Repeat each record exactly as written, and drop any images.

--- start of GIVEN ENTRIES ---

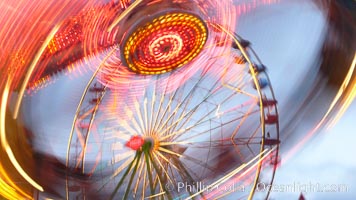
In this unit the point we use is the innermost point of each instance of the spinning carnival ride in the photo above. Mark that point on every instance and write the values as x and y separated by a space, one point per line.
177 105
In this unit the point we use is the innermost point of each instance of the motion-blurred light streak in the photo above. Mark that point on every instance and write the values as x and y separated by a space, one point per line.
4 142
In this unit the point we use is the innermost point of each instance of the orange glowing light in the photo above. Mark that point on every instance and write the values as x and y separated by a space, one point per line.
167 42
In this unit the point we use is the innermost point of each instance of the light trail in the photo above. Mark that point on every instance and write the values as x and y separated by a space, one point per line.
123 14
4 142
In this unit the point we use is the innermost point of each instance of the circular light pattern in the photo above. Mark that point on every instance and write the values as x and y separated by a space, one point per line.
165 43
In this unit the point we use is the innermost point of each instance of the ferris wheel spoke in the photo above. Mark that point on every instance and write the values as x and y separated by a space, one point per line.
181 102
161 180
133 174
179 132
163 168
150 178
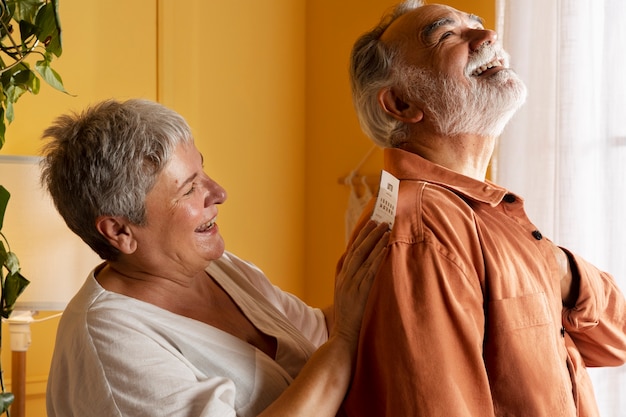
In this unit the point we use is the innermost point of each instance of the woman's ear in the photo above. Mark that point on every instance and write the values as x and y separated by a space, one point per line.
118 232
395 106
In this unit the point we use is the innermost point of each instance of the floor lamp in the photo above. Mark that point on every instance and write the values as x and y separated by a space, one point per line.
52 258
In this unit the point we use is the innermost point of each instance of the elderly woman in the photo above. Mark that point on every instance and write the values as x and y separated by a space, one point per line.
170 324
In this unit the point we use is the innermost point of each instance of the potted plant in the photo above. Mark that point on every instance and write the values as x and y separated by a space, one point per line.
29 31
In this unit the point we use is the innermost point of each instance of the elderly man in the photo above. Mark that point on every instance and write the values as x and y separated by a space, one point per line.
474 312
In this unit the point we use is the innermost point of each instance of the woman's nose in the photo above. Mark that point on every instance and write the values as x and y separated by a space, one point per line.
482 37
216 193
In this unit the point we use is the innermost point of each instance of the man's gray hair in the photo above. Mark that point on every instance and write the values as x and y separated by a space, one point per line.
371 69
105 160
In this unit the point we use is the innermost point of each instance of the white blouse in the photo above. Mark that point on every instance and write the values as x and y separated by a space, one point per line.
118 356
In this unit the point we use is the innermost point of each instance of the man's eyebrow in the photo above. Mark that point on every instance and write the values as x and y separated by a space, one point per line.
476 19
429 29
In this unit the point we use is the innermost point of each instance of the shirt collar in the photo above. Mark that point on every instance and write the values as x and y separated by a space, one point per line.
409 166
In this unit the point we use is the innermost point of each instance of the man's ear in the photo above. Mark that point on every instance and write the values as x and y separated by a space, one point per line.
395 106
118 232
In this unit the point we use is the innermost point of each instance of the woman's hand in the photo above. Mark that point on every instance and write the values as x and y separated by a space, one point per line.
322 384
354 280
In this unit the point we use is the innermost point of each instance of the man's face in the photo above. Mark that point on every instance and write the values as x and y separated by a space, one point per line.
456 71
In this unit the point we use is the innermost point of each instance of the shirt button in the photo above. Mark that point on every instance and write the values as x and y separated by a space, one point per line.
509 198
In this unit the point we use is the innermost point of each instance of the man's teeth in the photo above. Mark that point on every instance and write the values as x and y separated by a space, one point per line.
206 226
485 67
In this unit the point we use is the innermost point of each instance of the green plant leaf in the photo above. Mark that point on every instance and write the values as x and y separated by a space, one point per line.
49 33
6 399
26 10
14 285
5 195
3 128
27 30
49 75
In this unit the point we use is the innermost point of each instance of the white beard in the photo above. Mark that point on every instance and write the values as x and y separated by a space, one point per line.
483 108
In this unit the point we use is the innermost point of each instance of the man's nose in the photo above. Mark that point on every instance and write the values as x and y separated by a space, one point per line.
481 37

--- end of GIVEN ENTRIES ---

EXERCISE RESULT.
In this unit the point we use is the innermost point of each instance of the spinning carnival ride in the photo above. Mark that point on every instance and write the values as x and y separated by a space, one point per line.
177 105
In this unit the point we use is the innermost point of each instance of the motion-blurred light streak in the photo above. Mark that point on every instance and write the values as x and y separated by a space, one point per line.
4 142
In this unit the point we use is the innermost point of each instance of the orange glowing light in the photo above. Mark that point on every instance and write the values as x and y separated by a space, one point per line.
167 42
In this unit the point we use is the innermost point of each instance of the light trail in the photo above. Mark that point on every instance and write the values as x and y separated by a space, one point per line.
123 14
4 142
In this unit the point we use is the innermost point of each instance of the circular light pattern in the photo above. Mark that point on every instance and write the values as x and y separated by a space, one point per line.
165 43
In this unit the point we use is the innermost point of each instance of the ferris wheel spoke in the photo above. Mark that point on every instance and write the values as x and y separated by a space, one point per line.
181 102
161 180
133 174
179 132
163 168
150 178
In this unit the point we use is the innermost point of each instance of the woman's ear in the photo above. Mark that point on every instance and write the values as x and y separated by a space, one point per line.
118 232
395 106
In this unit the point we use is the innermost point of each instance of the floor lamp in the photo above. Mark that point on every instance and write the values as x and y separated by a space, one point per line.
52 258
In this unit the point we use is the innermost point of each instance of the elderly woman in the photo above. Mark that point on every instance and write the values as x and y separated by a space, one point per line.
170 324
In this unit the point we use is the innermost point of each instance of the potted plant in the photo above. Mark that point on every instance and write the values as x and y separated by a space, one point per line.
29 31
In this unit the point we use is the innermost point of each instance of the elderly man in the photo above. Mark that point on every instance and write the values as x and y separated by a space, one point per line.
474 312
In this unit the point we use is the innermost point of each instance of the woman's nose in the photo above. Mark that point on every instance and write the values as x and y separated by a space, one point per line.
482 37
216 193
In this unit the point we use is the innermost point of each instance of the man's gray hair in the photo above. Mark that point on every instance and write the values as x and y separated by a space, one point per line.
371 69
105 160
In this unit the point we use is the innermost point of each instance of the white blouse in the photo above. Mark that point on every instance and write the values as x and y separated by a space, one point per line.
118 356
In this unit the point we use is the innermost point of each instance of the man's eyebrow in the photo above. Mark that point on every instance and write the values as x and y separated by a space, one point per line.
476 19
429 29
In this unit the point we use is the innermost point of each instance of the shirt collar in the photo above. Mark that point on every instance and write the values as x and y separated by a space, one point per line.
409 166
In this unit the point we use is the innermost point of each instance of the man's ear in the photo above. Mark that point on every instance and write the values as x and y separated by a space, one point per line.
395 106
118 232
In this unit the point we use is the innermost point of each instance of the woman's hand in the photo above. Mark that point on every instance and write the values as x and y separated by a space, one point per line.
322 384
354 280
In this unit the point we use is the innermost point of each instance of the man's face in the photo above. Mark that point on every instance and write the values as x and y separated by a space, one point per line.
456 71
In this unit the point we use is the innermost point of each instance of the shirt button in the photo above. Mark that point on every instance and write the values as x and y separated by a space, one point per line.
509 198
In this unit the point we use is the innermost point of each instance of the man's teeth in the photo above. Mark that point on every instance and write the values as x and y separated by a space, one point per line.
206 226
485 67
In this unit the point we use is the innermost point of each instance of the green plant leaf in the photo above. Mark that point on every instance and write the values as x and y separated by a space, one point per line.
49 33
6 399
26 10
14 285
5 195
3 128
27 30
49 75
In this unit the point we use is the innermost point of each instance of the white beard in the photo above. Mark that point on every instance and write the values as x and y separated by a space, one point per line.
483 108
In this unit the point we use is the innermost point of each instance of the man's nose in the photo above. Mark that point on every instance and write the values as x and y separated by a space, one point per line.
481 37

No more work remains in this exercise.